▶ EXERCISE DESCRIPTION
Find every line of the data below that contains the word "frame" and copy each of those lines in full.

--- Start of MATERIAL PROVIDED ---

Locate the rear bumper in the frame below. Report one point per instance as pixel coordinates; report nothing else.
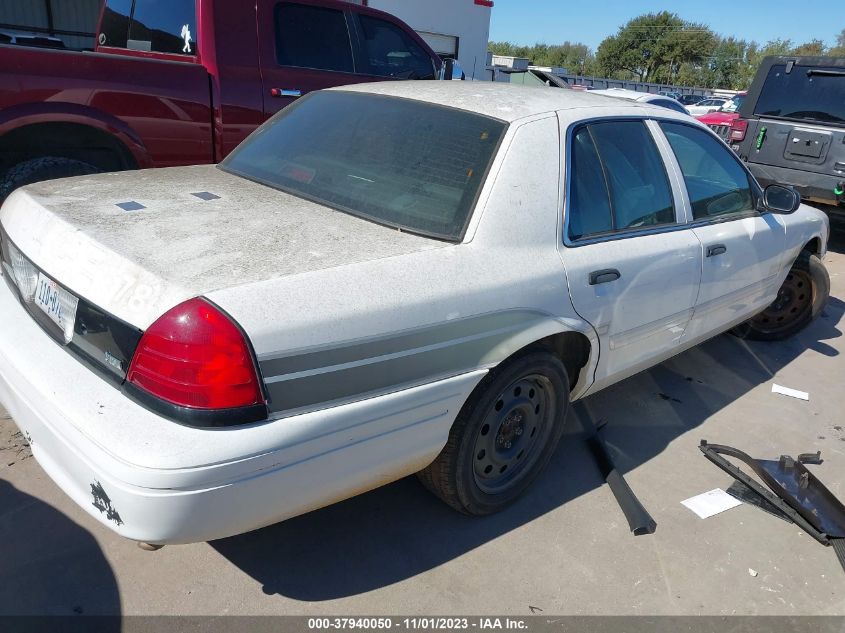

--- End of MATERIAL PROVIDED ---
--- Start of MATERIAL PROVIDED ---

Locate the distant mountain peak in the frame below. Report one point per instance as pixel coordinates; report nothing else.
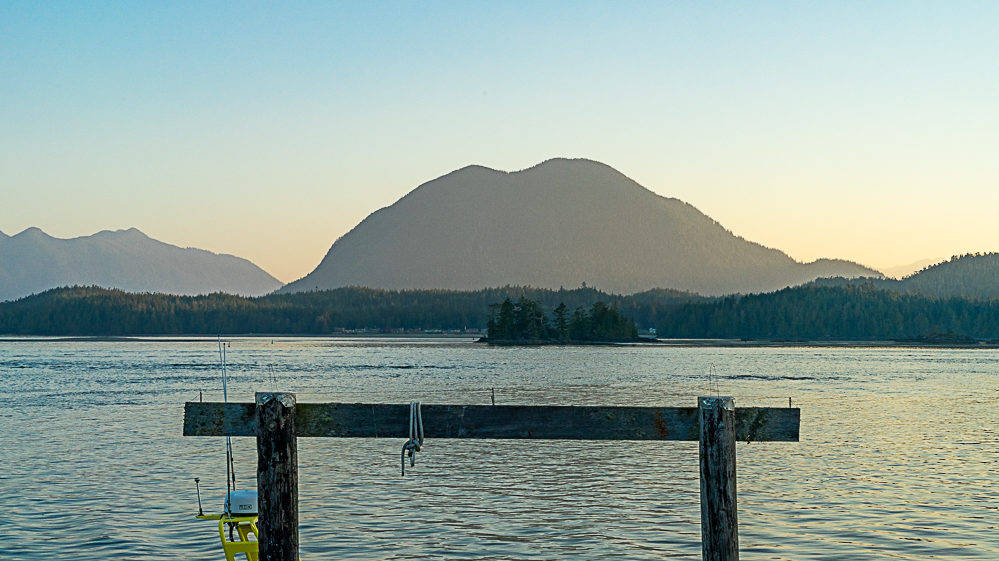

--- End of MATERIAL PROVIDED ---
--- Start of MATERIAL PROVIDED ---

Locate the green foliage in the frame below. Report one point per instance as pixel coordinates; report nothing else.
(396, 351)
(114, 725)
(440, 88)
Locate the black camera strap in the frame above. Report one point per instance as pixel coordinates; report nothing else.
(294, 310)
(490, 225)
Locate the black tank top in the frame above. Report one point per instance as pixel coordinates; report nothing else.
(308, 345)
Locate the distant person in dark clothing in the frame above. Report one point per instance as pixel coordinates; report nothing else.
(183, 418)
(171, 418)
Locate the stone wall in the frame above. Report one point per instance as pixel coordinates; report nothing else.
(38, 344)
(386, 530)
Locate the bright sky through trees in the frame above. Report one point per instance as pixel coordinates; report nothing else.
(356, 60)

--- End of MATERIAL PROVIDED ---

▶ SOLUTION FOR THIS TASK
Locate the rear bumper in the frame below. Report one point per instance as pixel coordinates; report nothing else.
Locate the distant mountain peak in the frame below. Report one point per instance as pixel coordinates; report nothing else.
Locate the green foliage in the frame below. Report one point per instance as pixel coordinates; report nothing else.
Locate the black camera strap in the frame above. Report one point per instance as pixel coordinates; report nothing else.
Locate the black tank top in the frame above. Report one point per instance as pixel coordinates; report nothing else.
Locate the distant person in dark clothing in the frame above. Report one point per instance as pixel coordinates; report nothing else.
Locate the stone wall in the frame above. Report one point per instance as pixel coordinates; report nothing else.
Locate the bright sky through trees in the frame above. Report one point per instance as pixel coordinates; report nothing else.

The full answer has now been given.